With the entries below as the source, tally the lines that contain the string "blurred" and give the number only.

◇ ◇ ◇

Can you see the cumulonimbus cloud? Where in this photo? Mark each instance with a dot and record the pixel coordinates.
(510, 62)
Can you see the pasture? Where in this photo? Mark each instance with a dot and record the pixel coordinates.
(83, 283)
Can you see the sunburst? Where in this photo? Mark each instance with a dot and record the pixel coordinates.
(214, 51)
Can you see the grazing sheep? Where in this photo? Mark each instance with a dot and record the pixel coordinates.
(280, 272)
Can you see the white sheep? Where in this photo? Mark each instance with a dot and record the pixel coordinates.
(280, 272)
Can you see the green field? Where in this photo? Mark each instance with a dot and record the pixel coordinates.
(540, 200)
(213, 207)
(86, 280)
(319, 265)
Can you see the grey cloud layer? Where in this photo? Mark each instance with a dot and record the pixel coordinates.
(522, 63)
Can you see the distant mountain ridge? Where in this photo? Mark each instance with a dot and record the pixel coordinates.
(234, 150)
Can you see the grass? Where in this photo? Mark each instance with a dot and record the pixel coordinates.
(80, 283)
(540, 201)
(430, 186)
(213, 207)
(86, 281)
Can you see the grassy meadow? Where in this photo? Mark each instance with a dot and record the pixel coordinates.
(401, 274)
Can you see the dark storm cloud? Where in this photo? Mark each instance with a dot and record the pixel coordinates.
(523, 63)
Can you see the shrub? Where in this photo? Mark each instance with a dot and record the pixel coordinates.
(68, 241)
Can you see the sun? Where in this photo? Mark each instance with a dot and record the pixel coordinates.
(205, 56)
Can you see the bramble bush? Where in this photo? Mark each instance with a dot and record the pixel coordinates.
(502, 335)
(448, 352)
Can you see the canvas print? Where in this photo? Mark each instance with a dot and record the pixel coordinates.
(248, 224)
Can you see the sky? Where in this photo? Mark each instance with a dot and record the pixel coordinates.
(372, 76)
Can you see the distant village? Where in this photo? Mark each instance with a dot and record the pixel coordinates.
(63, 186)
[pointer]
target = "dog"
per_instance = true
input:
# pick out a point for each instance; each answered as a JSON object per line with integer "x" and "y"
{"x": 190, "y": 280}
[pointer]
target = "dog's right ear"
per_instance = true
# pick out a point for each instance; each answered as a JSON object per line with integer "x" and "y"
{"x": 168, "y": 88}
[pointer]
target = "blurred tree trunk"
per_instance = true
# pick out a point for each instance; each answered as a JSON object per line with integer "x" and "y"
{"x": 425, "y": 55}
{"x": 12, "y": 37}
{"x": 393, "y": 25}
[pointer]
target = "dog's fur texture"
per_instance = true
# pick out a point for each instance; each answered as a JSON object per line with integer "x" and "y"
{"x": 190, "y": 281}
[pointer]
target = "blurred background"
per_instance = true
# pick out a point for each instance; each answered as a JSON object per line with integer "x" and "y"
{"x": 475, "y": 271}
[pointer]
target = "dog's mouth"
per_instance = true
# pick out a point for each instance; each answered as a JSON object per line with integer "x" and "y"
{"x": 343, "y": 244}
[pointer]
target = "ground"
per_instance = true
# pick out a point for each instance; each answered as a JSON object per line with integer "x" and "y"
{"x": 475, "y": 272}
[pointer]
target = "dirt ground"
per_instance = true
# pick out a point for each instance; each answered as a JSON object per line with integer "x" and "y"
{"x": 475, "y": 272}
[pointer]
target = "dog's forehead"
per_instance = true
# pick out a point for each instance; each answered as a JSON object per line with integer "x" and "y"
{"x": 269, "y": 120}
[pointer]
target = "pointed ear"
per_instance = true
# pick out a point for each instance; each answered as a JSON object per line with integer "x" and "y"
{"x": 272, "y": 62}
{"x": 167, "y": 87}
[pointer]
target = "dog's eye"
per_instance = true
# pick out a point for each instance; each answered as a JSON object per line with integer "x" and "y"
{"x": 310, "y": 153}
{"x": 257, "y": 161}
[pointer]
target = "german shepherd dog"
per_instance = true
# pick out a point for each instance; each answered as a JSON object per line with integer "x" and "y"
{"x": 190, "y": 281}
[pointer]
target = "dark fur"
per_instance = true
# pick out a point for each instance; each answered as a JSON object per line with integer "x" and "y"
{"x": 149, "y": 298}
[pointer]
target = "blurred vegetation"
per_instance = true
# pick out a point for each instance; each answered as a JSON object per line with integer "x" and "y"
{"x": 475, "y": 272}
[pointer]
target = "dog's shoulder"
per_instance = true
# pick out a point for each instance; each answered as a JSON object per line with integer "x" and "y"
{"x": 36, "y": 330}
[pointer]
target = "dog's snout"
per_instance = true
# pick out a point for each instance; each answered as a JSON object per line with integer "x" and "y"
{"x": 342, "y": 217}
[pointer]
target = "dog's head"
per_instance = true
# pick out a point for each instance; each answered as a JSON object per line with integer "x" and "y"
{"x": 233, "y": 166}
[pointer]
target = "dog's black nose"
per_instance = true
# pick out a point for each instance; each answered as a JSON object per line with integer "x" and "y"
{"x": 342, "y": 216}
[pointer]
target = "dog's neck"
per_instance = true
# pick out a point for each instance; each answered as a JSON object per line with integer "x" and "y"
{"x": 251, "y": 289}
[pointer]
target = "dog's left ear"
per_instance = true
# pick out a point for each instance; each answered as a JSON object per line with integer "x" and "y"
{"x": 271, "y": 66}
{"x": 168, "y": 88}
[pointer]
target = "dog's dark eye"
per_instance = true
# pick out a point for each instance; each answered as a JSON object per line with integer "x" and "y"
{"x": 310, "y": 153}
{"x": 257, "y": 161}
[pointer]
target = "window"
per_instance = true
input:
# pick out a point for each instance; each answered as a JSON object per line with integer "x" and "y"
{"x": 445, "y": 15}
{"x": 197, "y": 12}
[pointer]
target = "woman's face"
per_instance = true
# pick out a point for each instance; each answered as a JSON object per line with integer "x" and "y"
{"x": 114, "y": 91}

◇ ◇ ◇

Task output ▸
3